GIVEN TASK -
Locate each row below that contains the word "reflection", and copy every such line.

[Object pointing dataset rows]
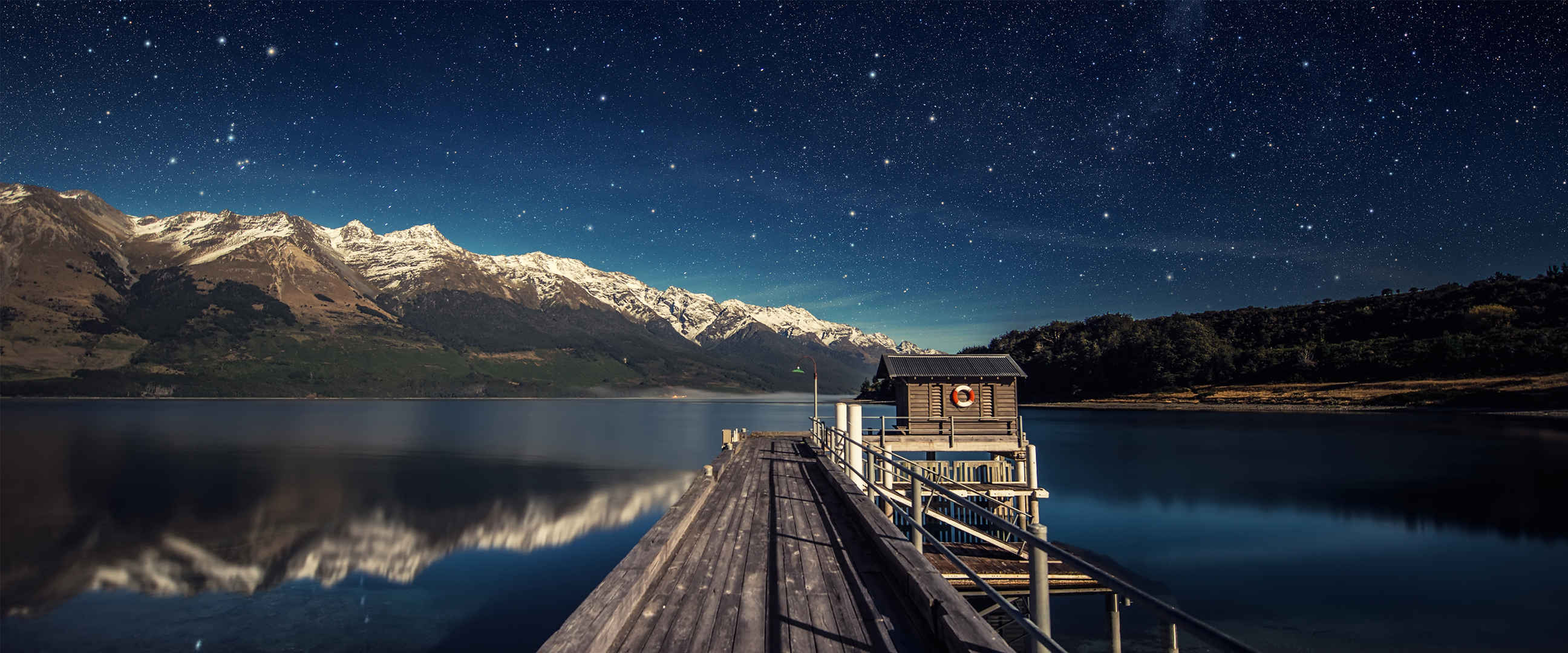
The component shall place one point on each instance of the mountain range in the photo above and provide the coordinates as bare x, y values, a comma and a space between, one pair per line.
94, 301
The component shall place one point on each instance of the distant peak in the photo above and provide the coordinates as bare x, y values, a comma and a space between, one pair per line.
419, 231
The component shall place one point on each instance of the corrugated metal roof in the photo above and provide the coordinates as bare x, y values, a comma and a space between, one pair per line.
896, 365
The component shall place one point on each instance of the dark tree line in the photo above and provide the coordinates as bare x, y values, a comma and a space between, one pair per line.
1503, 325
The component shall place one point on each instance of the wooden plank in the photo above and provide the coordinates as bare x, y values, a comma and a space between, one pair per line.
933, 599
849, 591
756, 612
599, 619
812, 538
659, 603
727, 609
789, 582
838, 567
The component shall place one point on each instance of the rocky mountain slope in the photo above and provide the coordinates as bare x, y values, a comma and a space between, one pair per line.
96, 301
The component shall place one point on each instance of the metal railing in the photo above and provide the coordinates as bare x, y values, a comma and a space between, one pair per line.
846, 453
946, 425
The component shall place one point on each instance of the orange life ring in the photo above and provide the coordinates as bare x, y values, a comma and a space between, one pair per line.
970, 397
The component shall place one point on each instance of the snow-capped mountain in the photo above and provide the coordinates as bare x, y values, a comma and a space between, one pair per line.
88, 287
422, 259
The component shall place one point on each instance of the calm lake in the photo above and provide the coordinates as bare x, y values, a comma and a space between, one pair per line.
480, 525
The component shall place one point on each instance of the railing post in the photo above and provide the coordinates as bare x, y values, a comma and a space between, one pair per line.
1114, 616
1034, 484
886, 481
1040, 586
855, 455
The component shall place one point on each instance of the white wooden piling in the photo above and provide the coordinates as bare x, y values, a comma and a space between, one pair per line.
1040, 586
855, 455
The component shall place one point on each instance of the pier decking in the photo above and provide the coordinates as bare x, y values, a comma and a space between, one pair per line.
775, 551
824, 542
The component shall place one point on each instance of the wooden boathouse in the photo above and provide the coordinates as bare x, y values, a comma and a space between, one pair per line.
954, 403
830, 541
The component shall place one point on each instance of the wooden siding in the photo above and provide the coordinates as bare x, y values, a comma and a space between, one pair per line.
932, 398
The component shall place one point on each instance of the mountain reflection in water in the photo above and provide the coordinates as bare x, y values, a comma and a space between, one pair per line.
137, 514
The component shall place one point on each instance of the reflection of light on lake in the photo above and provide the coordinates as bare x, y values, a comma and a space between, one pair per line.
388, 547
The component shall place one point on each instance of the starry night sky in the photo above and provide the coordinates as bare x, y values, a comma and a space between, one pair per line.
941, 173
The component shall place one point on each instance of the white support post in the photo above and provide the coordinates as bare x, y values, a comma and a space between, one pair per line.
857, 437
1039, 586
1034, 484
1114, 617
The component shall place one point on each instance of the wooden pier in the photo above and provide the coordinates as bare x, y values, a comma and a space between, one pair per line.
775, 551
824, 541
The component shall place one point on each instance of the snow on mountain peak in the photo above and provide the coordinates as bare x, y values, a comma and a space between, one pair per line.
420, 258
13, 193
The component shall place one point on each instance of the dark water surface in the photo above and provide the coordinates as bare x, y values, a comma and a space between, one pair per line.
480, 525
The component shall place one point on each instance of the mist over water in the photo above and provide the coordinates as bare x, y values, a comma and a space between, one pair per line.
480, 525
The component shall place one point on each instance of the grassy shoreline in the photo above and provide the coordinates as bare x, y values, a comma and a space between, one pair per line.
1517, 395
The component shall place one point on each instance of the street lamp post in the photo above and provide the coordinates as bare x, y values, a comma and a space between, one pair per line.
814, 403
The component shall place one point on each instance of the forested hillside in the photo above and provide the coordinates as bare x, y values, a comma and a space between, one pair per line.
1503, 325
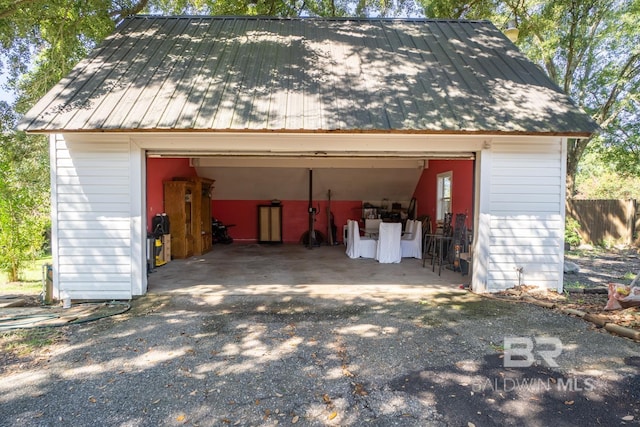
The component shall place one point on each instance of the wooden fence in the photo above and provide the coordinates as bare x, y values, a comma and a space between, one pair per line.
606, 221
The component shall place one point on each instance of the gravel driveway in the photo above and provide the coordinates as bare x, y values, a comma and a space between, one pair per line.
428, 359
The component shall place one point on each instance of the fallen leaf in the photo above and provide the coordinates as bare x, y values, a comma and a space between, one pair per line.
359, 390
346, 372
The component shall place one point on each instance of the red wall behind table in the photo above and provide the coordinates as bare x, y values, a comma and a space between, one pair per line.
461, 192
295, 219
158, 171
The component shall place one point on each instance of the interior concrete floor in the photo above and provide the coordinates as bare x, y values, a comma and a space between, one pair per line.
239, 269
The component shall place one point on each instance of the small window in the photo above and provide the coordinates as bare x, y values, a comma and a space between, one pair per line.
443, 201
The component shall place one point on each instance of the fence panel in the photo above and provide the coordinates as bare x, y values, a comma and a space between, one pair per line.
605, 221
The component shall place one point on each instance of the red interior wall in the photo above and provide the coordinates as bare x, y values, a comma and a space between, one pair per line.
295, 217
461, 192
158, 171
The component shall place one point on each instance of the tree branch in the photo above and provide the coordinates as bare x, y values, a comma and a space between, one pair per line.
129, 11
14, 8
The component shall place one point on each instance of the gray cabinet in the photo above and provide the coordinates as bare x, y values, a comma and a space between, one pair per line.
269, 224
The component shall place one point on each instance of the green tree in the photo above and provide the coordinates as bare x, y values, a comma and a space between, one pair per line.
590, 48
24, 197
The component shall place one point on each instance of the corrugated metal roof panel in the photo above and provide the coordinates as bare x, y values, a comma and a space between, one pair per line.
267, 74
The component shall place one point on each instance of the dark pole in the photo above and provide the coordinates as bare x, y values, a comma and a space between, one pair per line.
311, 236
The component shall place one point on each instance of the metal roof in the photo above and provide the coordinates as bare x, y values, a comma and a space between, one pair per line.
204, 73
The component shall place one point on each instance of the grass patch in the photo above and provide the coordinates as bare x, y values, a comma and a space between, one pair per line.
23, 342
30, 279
---
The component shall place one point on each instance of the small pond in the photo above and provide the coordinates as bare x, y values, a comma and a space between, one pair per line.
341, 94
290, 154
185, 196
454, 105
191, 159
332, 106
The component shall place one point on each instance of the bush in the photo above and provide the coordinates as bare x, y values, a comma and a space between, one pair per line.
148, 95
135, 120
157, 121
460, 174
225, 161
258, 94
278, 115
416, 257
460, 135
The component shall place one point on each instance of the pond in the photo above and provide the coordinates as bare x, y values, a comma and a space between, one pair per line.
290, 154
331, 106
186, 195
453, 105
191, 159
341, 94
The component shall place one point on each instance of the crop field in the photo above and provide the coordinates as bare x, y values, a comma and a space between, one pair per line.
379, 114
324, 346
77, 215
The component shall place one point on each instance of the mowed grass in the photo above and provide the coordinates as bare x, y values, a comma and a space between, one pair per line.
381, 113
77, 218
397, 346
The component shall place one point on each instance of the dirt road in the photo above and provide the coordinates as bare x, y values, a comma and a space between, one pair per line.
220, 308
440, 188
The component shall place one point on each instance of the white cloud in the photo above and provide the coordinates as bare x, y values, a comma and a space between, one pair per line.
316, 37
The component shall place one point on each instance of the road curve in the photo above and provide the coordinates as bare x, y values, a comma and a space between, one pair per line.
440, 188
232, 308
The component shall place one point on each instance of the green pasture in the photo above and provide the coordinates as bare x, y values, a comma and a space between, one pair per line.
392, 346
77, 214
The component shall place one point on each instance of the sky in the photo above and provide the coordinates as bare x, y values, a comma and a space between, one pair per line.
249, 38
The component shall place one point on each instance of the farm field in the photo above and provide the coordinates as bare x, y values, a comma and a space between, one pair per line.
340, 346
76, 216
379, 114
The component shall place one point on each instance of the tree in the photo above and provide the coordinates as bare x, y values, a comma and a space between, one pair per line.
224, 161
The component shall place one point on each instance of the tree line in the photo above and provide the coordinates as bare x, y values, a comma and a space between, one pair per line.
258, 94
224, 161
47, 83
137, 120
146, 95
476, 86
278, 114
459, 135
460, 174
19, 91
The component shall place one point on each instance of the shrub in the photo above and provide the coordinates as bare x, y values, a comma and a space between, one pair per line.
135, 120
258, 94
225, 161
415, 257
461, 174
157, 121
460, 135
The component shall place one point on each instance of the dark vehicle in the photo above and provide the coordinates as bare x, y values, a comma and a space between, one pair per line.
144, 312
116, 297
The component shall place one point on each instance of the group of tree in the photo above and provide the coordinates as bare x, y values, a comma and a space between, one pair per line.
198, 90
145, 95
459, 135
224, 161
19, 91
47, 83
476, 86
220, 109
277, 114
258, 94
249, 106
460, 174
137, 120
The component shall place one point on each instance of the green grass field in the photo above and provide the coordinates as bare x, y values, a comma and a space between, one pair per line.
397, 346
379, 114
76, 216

THE ANSWER -
The component shall place one point on each instance of the mountain reflection in water in the photo above and provide the coordinates as bare x, y values, a comma and a space between, one pair per line.
The component shall place one point on each instance of the reflection of light on lake in the photo above and provide the coordinates as bare x, y values, a comma and a space between, one pair per line.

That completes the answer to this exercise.